**GOAL OF THE EXERCISE**
Render all of the data below as a two-column CSV with the headers input and output. Each row should pair one complete input text with the result that follows it. Enclose every field in double quotes and replace each line break within a field with a space.

'''

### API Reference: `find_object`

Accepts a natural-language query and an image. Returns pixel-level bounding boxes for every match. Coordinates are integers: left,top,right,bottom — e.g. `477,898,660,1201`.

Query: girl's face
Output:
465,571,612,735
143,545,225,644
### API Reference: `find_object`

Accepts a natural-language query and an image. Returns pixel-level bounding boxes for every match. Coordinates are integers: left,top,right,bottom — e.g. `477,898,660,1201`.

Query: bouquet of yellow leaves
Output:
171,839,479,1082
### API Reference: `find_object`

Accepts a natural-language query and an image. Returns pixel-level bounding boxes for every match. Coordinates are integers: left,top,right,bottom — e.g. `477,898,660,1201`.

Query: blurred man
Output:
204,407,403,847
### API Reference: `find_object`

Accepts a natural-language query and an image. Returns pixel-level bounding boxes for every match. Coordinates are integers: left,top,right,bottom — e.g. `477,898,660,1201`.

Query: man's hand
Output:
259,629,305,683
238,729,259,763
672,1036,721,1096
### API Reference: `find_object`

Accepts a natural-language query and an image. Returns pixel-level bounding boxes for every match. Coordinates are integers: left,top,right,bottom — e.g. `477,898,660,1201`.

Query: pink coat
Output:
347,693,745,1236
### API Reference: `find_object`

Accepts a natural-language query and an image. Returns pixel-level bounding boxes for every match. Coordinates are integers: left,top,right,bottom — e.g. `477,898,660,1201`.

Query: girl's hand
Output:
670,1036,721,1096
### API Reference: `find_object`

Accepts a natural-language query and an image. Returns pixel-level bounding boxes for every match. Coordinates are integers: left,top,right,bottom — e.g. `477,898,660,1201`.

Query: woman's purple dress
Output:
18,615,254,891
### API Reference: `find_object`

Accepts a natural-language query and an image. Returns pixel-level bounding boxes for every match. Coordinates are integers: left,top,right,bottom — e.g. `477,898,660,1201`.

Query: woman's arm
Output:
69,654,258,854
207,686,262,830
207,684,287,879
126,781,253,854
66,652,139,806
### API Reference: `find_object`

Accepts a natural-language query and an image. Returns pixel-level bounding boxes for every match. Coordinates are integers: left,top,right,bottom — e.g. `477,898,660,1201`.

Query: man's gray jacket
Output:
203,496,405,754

'''

**RESULT OF THE EXERCISE**
input,output
"### API Reference: `find_object` Accepts a natural-language query and an image. Returns pixel-level bounding boxes for every match. Coordinates are integers: left,top,right,bottom — e.g. `477,898,660,1201`. Query: girl's face Output:","465,571,612,735 143,545,225,644"
"### API Reference: `find_object` Accepts a natural-language query and an image. Returns pixel-level bounding boxes for every match. Coordinates are integers: left,top,right,bottom — e.g. `477,898,660,1201`. Query: bouquet of yellow leaves Output:","171,839,479,1082"
"### API Reference: `find_object` Accepts a natural-language query and an image. Returns pixel-level bounding boxes for every match. Coordinates are integers: left,top,right,bottom — e.g. `477,898,660,1201`. Query: blurred man Output:","204,407,403,847"
"### API Reference: `find_object` Accepts a natural-language query and an image. Returns pixel-level bounding boxes for every match. Coordinates are integers: left,top,right,bottom — e.g. `477,898,660,1201`. Query: man's hand Output:","259,629,305,683 238,729,259,763 672,1036,721,1096"
"### API Reference: `find_object` Accepts a natural-language query and an image. Returns pixel-level bounding boxes for every match. Coordinates are integers: left,top,right,bottom — e.g. `477,898,660,1201`. Query: pink coat Output:","347,693,745,1236"
"### API Reference: `find_object` Accepts a natural-language query and an image. Returns pixel-level bounding boxes for every match. Coordinates are integers: left,top,right,bottom — e.g. `477,898,660,1201`. Query: girl's hand Output:","670,1036,721,1096"
"### API Reference: `find_object` Accepts a natural-language query and an image. Returns pixel-level bounding boxes for every match. Coordinates are integers: left,top,right,bottom — e.g. `477,898,660,1201`. Query: woman's purple dress Output:","18,615,254,891"
"### API Reference: `find_object` Accepts a natural-language query and an image. Returns pixel-level bounding boxes for every match. Coordinates are integers: left,top,right,bottom — e.g. `477,898,660,1201`. Query: woman's arm Output:","69,654,258,854 207,686,262,830 207,684,287,879 126,781,253,854 66,652,139,806"
"### API Reference: `find_object` Accepts a natural-language query and an image. Returns pixel-level bounding boxes for every match. Coordinates are integers: left,top,right,bottom — e.g. `477,898,660,1201`. Query: man's gray jacket Output:","203,496,405,754"